WHAT YOU HAVE TO DO
Reproduce the items word for word, starting at the very first line and ending with the line containing "[1183,136,1279,342]", both ends included.

DATA ROWS
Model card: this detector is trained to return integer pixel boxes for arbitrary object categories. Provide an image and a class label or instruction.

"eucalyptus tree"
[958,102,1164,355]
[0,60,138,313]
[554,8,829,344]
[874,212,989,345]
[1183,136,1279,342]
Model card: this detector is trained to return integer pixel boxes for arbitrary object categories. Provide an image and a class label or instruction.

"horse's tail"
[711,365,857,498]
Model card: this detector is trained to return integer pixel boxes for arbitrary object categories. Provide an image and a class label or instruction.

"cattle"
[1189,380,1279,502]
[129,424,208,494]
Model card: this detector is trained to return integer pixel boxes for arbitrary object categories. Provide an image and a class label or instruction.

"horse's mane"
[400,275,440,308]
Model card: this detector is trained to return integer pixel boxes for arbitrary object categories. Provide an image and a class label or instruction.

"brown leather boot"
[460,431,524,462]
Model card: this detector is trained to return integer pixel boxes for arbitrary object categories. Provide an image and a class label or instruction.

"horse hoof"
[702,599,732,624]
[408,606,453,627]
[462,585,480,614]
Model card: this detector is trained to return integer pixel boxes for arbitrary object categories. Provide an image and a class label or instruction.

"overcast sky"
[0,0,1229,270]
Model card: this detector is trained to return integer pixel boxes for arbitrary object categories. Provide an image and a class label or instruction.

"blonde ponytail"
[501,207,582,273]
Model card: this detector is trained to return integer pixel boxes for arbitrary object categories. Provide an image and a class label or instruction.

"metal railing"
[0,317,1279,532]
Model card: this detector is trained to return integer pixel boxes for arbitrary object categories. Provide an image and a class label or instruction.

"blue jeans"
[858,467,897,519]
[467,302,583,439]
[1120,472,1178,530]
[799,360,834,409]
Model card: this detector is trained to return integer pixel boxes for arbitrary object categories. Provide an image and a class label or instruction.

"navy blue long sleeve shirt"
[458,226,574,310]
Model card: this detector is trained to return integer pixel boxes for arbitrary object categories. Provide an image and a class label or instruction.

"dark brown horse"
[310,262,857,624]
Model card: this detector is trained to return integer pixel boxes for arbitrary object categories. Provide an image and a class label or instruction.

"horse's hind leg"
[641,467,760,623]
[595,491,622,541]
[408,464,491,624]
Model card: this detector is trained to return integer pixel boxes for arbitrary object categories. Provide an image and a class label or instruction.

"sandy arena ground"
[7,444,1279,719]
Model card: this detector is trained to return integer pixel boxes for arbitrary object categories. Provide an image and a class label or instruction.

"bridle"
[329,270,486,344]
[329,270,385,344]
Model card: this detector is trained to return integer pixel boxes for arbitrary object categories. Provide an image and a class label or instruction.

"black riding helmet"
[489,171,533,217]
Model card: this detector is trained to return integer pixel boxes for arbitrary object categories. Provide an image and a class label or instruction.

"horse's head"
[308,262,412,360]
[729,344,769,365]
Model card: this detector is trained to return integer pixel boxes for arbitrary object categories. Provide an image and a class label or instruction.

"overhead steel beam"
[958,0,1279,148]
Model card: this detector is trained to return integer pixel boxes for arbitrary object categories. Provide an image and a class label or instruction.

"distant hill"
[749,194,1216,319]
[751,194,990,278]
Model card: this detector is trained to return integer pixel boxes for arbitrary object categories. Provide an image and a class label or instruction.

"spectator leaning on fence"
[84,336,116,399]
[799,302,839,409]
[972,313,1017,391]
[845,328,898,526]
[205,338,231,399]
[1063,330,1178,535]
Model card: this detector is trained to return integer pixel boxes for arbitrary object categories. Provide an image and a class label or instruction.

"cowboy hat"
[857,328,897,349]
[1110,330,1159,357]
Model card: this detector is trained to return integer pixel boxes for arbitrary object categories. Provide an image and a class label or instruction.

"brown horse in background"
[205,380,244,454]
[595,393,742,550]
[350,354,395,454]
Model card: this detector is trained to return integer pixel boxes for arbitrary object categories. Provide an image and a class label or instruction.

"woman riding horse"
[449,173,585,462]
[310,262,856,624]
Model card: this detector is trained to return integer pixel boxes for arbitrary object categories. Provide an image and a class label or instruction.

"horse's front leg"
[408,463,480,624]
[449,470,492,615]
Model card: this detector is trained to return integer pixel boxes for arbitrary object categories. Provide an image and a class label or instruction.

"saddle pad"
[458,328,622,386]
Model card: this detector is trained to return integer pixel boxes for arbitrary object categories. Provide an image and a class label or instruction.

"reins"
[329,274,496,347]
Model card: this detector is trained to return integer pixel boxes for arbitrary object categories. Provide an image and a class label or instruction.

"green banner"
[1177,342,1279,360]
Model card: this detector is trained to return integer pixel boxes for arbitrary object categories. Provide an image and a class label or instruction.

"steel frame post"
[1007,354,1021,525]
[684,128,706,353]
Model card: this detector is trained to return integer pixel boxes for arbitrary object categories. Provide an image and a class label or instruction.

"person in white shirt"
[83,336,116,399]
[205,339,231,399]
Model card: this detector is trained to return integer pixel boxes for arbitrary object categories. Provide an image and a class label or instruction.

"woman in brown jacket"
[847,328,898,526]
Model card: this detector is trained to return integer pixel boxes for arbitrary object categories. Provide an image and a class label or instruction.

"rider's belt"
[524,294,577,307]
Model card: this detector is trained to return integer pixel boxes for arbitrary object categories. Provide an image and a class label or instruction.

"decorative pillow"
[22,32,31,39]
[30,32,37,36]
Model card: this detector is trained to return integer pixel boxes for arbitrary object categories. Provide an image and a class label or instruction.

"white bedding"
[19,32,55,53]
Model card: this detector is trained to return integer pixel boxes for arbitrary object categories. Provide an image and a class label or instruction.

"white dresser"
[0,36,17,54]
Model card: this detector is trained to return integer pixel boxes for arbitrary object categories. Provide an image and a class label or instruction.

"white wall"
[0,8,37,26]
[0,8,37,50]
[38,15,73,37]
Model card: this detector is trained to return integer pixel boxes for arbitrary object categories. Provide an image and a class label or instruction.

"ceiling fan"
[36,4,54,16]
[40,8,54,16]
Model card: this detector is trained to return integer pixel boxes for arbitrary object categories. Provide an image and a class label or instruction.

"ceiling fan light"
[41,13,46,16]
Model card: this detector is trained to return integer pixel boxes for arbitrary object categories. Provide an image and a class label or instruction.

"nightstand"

WRITTEN RESPONSE
Model card: this detector is trained to return integer pixel boxes for arbitrary object categories. Provide an image and a class label or instruction.

"eucalyptus tree"
[958,102,1164,355]
[0,60,138,313]
[554,8,829,344]
[874,212,989,345]
[1183,136,1279,342]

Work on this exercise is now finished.